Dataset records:

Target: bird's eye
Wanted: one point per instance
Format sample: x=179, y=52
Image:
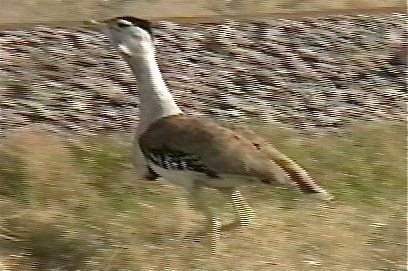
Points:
x=123, y=24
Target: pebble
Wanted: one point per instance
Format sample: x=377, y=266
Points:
x=312, y=73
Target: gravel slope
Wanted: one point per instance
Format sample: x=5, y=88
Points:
x=311, y=74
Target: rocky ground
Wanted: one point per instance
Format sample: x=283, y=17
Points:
x=318, y=73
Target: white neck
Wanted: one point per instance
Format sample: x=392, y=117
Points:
x=155, y=99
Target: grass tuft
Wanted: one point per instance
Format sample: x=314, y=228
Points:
x=76, y=205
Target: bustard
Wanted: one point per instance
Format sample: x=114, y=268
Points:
x=193, y=152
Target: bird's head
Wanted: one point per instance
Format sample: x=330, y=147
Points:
x=130, y=36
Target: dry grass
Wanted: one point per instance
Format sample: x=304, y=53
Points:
x=75, y=205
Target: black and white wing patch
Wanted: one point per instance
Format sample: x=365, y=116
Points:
x=177, y=160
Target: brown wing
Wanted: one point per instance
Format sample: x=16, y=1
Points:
x=219, y=149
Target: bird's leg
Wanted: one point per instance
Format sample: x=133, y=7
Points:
x=241, y=208
x=213, y=225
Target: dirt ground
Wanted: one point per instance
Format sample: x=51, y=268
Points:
x=17, y=14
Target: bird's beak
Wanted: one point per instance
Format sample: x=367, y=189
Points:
x=95, y=25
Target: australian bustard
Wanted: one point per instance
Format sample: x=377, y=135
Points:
x=193, y=152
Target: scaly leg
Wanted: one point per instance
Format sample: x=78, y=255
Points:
x=241, y=208
x=213, y=225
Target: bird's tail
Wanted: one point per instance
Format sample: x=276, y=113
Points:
x=298, y=176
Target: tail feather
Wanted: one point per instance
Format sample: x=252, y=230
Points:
x=298, y=175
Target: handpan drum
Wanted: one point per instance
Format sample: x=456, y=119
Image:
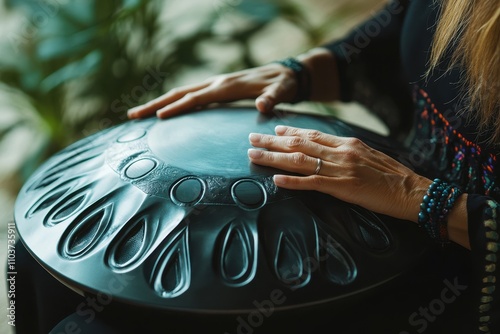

#### Short problem:
Reproduce all of the material above with every "Wanted" switched to "Requested" and everything else kept the same. Leave out the pictures.

#### Output for this exercise:
Target: bird's eye
Requested: one point per instance
Format sample: x=179, y=52
Image:
Points:
x=123, y=24
Target: pebble
Requested: one point per instance
Format sample: x=377, y=266
Points:
x=312, y=73
Target: gravel slope
Requested: one point per instance
Format sample: x=5, y=88
Points:
x=311, y=74
Target: rocky ground
Requested: one point per instance
Format sample: x=283, y=17
Points:
x=318, y=73
Target: white neck
Requested: one point per instance
Format sample: x=392, y=117
Points:
x=155, y=99
Target: grass tuft
Requested: one point per instance
Format sample: x=314, y=228
Points:
x=76, y=205
Target: bustard
Requested: one point per instance
Format sample: x=114, y=268
Points:
x=193, y=152
Target: bird's head
Requested: one point per instance
Format sample: x=330, y=147
Points:
x=130, y=36
Target: dry grass
Requested: one point per instance
Format sample: x=304, y=53
Points:
x=75, y=205
Target: black and white wing patch
Requested: one point per instance
Format sample: x=365, y=116
Points:
x=177, y=160
Target: brown wing
Requested: one point per instance
Format sample: x=16, y=1
Points:
x=219, y=149
Target: bird's leg
Requested: one point per instance
Format sample: x=133, y=7
Points:
x=241, y=208
x=213, y=225
Target: dirt ground
Requested: one point per instance
Format sample: x=51, y=268
Points:
x=17, y=14
Target: bird's beak
Requested: one point per instance
Format sample: x=367, y=189
Points:
x=95, y=25
Target: australian bustard
Requested: one point per instance
Format sample: x=377, y=135
Points:
x=193, y=152
Target: scaly leg
Requested: one point per instance
Format sample: x=78, y=255
Points:
x=241, y=208
x=213, y=225
Target: bird's tail
Requested: one point per instance
Format sample: x=276, y=113
Points:
x=298, y=176
Target: tail feather
Requested: one point per instance
Format sample: x=252, y=230
Points:
x=298, y=175
Target: handpan drum
Requested: one point per instance
Format sample: x=456, y=119
Image:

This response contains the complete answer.